**Aim of the exercise**. Copy all of the records below word for word, line for line.

*****

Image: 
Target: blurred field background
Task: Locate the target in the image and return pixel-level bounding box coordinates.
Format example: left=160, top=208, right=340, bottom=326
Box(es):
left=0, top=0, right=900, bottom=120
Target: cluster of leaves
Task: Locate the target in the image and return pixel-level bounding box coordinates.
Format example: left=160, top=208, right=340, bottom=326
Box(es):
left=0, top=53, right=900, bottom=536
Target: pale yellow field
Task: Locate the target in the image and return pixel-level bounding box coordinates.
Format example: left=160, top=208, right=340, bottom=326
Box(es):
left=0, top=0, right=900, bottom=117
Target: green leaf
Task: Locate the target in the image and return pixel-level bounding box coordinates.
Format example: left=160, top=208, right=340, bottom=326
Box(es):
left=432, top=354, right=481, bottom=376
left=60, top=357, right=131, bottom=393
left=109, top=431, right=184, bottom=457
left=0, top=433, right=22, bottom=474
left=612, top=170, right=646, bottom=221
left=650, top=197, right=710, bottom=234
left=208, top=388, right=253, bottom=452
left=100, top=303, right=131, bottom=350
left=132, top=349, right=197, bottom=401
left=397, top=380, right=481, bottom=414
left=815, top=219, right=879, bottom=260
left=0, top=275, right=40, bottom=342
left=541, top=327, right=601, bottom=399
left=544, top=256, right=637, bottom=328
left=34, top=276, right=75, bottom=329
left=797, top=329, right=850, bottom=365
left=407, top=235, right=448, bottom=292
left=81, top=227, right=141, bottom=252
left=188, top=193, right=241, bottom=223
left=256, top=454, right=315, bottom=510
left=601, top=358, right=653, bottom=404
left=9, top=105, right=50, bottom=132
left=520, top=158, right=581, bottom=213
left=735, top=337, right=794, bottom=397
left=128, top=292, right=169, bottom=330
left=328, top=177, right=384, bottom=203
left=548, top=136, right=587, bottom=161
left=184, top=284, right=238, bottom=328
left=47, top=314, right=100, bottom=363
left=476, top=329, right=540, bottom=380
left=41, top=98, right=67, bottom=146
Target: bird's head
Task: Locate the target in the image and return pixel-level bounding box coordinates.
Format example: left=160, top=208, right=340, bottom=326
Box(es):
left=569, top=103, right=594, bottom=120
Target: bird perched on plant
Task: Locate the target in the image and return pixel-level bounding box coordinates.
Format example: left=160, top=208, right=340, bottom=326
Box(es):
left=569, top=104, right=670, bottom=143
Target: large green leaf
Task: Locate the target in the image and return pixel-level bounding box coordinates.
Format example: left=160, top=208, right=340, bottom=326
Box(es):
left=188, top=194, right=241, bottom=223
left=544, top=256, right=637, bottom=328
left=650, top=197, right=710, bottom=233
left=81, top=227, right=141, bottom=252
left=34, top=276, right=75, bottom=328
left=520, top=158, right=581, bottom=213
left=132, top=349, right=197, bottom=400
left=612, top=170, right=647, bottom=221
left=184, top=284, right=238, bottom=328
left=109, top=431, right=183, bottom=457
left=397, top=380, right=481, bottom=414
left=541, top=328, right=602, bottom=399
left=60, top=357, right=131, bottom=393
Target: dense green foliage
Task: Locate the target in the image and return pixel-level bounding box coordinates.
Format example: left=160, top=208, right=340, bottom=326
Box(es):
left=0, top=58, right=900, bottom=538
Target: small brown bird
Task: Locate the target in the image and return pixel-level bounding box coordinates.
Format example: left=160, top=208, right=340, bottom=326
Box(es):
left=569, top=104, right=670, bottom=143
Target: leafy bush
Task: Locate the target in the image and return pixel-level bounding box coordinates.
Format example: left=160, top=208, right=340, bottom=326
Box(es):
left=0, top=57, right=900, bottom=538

*****

**Exercise output**.
Image: 
Target: blurred field background
Task: Locate the target in the image and return pixel-level bounding box coordinates.
Format example: left=160, top=208, right=340, bottom=326
Box(es):
left=0, top=0, right=900, bottom=120
Target: cluster of leaves
Task: Locate the target in the image and return pixel-level bounding box coordinates.
Format example: left=160, top=208, right=340, bottom=326
Box(es):
left=0, top=53, right=900, bottom=536
Target: pale yellow field
Task: Locate the target in the image and return pixel-level bounding box coordinates.
Format example: left=160, top=208, right=340, bottom=326
Box(es):
left=0, top=0, right=900, bottom=117
Target: green leaf
Task: Locate the target in the image and return pixel-level bounding box coordinates.
Format example: left=160, top=208, right=340, bottom=326
Box(es):
left=432, top=354, right=481, bottom=376
left=60, top=357, right=131, bottom=393
left=109, top=431, right=184, bottom=457
left=0, top=433, right=22, bottom=474
left=612, top=170, right=646, bottom=221
left=650, top=197, right=710, bottom=234
left=208, top=388, right=253, bottom=452
left=100, top=303, right=131, bottom=350
left=132, top=349, right=197, bottom=401
left=397, top=380, right=481, bottom=414
left=815, top=219, right=879, bottom=260
left=0, top=275, right=40, bottom=342
left=541, top=327, right=601, bottom=399
left=544, top=256, right=637, bottom=328
left=34, top=276, right=75, bottom=329
left=797, top=329, right=850, bottom=365
left=407, top=235, right=448, bottom=292
left=81, top=227, right=141, bottom=252
left=188, top=193, right=241, bottom=223
left=256, top=454, right=315, bottom=510
left=601, top=358, right=653, bottom=404
left=9, top=105, right=50, bottom=132
left=520, top=158, right=581, bottom=213
left=735, top=337, right=794, bottom=397
left=128, top=292, right=169, bottom=330
left=328, top=177, right=384, bottom=203
left=548, top=136, right=587, bottom=161
left=184, top=284, right=238, bottom=328
left=47, top=314, right=100, bottom=363
left=476, top=329, right=540, bottom=380
left=41, top=98, right=67, bottom=146
Target: bird's head
Task: Locate the target in the image and return pixel-level bounding box coordinates.
Format example: left=160, top=208, right=340, bottom=326
Box(es):
left=569, top=103, right=594, bottom=120
Target: bird perched on plant
Task: Locate the target in the image and return pixel-level bounding box coordinates.
Format example: left=160, top=208, right=340, bottom=326
Box(es):
left=569, top=104, right=670, bottom=143
Target: large green leaf
Task: Locate the target in the image and return pixel-level bounding box coordinates.
Format example: left=160, top=208, right=340, bottom=326
Box(es):
left=188, top=194, right=241, bottom=223
left=544, top=256, right=637, bottom=328
left=650, top=197, right=710, bottom=233
left=81, top=227, right=141, bottom=252
left=34, top=276, right=75, bottom=328
left=520, top=158, right=581, bottom=213
left=132, top=349, right=197, bottom=400
left=612, top=170, right=647, bottom=221
left=184, top=284, right=238, bottom=328
left=109, top=431, right=183, bottom=457
left=397, top=380, right=481, bottom=414
left=541, top=328, right=602, bottom=399
left=60, top=357, right=131, bottom=393
Target: dense green foliage
Task: Locate the target in the image and return pixel-level bounding box coordinates.
Format example: left=160, top=208, right=340, bottom=326
Box(es):
left=0, top=58, right=900, bottom=538
Target: small brown bird
Task: Locate the target in the image and return pixel-level bounding box coordinates.
Format example: left=160, top=208, right=340, bottom=326
Box(es):
left=569, top=104, right=670, bottom=143
Target: leafy bush
Task: Locate the target in the image and return pixel-level bounding box coordinates.
Format example: left=160, top=208, right=340, bottom=326
Box(es):
left=0, top=57, right=900, bottom=538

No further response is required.